Provided information:
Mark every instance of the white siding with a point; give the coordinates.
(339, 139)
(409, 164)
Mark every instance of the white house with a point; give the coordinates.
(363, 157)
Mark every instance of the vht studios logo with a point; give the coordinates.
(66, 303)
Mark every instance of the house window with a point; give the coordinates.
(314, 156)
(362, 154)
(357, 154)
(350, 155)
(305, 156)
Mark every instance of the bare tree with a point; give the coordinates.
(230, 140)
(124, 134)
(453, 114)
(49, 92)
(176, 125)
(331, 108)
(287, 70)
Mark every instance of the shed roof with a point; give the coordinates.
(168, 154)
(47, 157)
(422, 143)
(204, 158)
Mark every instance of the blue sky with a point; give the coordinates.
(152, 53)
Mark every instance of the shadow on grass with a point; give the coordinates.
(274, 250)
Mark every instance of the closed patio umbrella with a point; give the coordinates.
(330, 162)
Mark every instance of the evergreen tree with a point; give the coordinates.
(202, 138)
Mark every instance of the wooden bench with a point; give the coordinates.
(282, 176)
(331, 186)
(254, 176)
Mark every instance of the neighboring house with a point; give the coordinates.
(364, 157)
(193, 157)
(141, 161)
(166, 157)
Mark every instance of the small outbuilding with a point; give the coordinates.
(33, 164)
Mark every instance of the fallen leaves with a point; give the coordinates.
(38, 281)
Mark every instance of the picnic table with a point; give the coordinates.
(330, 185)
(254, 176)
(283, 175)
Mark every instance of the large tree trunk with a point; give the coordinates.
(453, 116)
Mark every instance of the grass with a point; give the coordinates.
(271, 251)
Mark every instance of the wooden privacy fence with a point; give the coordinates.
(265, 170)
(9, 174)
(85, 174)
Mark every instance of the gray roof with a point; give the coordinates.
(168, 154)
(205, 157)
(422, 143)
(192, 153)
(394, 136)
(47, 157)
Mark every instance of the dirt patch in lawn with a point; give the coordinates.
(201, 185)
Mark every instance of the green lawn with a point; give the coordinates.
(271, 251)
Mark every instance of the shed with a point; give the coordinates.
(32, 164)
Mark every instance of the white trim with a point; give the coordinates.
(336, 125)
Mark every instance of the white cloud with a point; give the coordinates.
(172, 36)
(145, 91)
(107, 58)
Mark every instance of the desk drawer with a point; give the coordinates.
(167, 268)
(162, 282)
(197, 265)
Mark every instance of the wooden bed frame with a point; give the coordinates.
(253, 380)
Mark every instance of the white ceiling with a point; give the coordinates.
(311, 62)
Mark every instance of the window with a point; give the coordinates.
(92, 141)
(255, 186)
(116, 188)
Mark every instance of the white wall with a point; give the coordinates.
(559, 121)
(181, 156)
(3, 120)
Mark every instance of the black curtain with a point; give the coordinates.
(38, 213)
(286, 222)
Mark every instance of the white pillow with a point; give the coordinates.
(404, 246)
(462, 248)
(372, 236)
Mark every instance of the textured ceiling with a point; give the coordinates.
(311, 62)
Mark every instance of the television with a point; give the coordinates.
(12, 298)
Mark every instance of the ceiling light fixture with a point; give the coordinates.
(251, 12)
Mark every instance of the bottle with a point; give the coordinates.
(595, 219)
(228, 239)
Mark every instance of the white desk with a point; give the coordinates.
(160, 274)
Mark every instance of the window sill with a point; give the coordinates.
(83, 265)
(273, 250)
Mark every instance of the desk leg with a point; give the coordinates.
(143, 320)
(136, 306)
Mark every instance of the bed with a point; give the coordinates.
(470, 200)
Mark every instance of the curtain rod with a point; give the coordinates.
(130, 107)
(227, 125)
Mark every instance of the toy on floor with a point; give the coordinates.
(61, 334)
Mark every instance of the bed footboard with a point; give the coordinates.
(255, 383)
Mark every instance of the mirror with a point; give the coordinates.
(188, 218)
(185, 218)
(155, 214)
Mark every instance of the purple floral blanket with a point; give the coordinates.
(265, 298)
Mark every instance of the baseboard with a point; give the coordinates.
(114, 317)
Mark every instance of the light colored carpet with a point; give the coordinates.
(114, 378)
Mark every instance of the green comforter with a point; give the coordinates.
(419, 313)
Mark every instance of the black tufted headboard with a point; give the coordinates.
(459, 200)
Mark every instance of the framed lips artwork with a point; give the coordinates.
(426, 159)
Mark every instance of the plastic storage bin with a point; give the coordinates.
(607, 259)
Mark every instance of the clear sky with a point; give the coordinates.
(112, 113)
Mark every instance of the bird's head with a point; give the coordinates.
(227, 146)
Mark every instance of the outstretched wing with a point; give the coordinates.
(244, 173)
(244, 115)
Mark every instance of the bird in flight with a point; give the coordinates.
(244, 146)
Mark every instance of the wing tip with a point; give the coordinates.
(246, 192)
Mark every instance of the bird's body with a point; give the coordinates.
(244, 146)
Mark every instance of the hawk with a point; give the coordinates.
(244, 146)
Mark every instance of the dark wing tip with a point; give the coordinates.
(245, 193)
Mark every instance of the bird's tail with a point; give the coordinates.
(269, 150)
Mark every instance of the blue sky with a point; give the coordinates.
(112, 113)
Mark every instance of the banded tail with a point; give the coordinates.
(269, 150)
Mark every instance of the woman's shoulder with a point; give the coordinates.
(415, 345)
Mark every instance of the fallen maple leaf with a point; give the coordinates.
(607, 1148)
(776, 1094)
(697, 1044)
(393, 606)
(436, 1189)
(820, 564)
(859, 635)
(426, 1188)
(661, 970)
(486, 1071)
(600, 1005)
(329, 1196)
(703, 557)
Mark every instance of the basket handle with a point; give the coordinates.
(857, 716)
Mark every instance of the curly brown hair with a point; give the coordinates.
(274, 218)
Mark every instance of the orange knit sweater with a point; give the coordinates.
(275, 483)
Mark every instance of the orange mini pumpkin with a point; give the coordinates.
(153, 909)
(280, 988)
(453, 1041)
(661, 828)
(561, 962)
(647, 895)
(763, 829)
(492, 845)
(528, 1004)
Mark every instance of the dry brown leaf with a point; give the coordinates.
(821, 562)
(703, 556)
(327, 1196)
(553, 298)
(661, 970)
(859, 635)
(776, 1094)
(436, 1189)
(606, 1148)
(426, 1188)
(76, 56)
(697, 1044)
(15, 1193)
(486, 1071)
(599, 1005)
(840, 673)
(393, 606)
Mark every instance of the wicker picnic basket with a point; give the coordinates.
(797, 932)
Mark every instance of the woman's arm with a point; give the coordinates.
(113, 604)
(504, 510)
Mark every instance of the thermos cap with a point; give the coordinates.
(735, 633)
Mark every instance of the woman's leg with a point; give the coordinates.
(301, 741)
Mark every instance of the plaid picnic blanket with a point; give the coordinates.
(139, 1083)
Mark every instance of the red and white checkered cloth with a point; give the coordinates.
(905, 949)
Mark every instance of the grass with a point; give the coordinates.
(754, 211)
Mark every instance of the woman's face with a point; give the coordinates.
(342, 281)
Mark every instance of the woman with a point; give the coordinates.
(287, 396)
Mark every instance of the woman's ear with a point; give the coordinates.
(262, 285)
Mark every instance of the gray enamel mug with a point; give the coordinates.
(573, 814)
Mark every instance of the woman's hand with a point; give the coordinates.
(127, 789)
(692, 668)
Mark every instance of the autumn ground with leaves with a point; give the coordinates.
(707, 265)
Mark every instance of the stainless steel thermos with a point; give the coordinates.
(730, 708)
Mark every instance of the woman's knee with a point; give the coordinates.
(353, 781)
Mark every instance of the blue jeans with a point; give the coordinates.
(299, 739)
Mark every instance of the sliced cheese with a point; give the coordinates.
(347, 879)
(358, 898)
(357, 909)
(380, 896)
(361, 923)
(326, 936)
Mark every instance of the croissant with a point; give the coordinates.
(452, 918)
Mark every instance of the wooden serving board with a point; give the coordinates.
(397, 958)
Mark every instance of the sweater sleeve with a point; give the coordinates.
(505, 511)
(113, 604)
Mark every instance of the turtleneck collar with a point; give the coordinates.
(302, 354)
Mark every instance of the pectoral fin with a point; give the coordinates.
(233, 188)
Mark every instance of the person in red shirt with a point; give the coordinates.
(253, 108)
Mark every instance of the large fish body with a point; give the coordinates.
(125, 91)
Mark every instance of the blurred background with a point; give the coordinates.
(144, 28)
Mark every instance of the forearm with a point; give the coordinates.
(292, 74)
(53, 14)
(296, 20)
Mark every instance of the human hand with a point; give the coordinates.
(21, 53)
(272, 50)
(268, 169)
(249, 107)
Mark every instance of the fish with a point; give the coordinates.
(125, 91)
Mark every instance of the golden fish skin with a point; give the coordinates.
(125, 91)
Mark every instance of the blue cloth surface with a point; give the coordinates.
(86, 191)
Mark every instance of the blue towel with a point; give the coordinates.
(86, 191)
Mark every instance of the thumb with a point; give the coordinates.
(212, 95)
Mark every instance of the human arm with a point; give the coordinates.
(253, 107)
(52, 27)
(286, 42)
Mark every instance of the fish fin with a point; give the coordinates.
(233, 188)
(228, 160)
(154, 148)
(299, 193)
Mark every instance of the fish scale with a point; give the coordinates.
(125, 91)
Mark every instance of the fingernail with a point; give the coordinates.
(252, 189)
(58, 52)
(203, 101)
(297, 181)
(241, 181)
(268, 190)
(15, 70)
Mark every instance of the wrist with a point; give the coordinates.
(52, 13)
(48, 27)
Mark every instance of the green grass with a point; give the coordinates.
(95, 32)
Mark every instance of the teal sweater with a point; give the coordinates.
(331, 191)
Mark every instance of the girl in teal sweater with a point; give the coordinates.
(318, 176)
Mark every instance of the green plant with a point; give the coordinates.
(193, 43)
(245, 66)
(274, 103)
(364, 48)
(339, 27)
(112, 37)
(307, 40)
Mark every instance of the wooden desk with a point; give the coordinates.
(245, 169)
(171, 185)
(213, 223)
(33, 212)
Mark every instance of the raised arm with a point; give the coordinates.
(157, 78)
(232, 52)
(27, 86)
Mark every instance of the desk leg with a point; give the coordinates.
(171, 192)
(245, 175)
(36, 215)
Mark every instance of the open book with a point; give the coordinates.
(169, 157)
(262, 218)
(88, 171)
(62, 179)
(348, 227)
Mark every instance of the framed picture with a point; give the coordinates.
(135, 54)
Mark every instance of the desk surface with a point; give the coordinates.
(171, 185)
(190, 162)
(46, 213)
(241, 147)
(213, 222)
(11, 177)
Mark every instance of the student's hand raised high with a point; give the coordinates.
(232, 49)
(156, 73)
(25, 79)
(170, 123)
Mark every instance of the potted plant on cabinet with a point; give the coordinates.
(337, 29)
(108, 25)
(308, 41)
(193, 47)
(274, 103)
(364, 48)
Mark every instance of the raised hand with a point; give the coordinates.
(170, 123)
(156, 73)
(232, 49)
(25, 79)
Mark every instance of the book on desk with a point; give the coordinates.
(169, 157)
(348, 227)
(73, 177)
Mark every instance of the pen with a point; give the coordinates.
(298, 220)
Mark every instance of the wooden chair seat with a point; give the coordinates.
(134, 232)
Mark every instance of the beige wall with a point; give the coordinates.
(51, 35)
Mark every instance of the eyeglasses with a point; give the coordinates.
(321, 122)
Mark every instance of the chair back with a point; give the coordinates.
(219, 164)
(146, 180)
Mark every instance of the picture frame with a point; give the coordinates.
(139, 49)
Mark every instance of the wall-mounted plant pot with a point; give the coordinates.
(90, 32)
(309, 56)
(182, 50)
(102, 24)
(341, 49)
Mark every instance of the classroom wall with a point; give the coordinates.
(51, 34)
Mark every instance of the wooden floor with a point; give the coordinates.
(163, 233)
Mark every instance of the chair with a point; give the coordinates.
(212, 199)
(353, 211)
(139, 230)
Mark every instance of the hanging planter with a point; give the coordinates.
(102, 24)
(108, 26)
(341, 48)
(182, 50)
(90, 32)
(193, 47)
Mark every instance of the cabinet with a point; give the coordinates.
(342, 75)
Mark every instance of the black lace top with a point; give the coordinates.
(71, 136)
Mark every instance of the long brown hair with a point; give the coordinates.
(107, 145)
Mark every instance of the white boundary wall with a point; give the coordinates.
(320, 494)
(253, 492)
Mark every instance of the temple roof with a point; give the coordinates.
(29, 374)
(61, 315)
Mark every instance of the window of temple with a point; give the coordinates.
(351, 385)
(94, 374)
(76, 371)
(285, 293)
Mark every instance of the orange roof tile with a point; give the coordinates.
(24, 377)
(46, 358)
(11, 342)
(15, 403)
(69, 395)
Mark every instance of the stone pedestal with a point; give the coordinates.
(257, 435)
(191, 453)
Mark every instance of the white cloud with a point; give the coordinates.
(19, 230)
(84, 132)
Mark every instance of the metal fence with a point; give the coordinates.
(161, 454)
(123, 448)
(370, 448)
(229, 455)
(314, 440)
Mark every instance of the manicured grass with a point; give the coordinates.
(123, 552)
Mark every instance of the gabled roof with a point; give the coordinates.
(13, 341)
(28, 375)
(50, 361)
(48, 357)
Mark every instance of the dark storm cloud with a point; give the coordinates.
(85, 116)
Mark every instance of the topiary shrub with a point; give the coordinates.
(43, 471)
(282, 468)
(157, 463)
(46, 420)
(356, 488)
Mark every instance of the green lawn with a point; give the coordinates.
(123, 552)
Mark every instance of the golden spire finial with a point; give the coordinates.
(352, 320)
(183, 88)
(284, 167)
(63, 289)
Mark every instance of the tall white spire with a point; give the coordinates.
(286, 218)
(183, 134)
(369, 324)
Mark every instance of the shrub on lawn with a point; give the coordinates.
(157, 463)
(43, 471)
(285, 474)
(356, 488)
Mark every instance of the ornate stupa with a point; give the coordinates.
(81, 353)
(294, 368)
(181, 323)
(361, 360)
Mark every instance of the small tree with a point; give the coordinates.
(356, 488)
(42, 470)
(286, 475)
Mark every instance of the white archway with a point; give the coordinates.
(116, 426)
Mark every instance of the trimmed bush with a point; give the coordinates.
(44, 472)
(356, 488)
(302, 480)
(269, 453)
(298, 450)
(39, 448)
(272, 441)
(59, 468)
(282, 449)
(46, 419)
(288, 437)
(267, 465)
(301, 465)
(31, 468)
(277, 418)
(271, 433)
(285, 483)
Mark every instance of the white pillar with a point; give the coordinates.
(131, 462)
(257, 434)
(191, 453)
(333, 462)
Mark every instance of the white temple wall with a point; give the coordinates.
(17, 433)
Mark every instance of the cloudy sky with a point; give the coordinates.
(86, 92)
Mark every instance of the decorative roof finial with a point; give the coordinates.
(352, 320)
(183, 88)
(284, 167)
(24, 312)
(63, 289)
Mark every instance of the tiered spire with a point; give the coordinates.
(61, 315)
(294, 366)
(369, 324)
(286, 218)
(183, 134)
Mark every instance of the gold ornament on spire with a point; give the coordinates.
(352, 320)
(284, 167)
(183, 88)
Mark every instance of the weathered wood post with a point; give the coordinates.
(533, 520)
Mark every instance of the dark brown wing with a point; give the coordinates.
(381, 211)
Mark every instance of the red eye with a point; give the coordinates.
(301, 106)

Given request:
Give the lines from the one containing "Mark every instance of the white temple" through the end of the entries again, exactly as written and with no other lines.

Solution for this task:
Mark every instance of the white temple wall with a point; give the coordinates.
(17, 433)
Mark every instance of the cloudy sky with a point; give the coordinates.
(86, 92)
Mark every instance of the decorative roof finial with a point; give the coordinates.
(352, 320)
(183, 88)
(284, 167)
(24, 312)
(63, 289)
Mark every instance of the tiered spire with a point; give the coordinates.
(61, 315)
(294, 366)
(369, 324)
(286, 218)
(183, 134)
Mark every instance of the gold ornament on spire with a point; give the coordinates.
(352, 320)
(284, 167)
(183, 88)
Mark every instance of the weathered wood post with a point; give the coordinates.
(533, 520)
Mark every instance of the dark brown wing with a point; give the coordinates.
(381, 211)
Mark every instance of the red eye with a point; give the coordinates.
(301, 106)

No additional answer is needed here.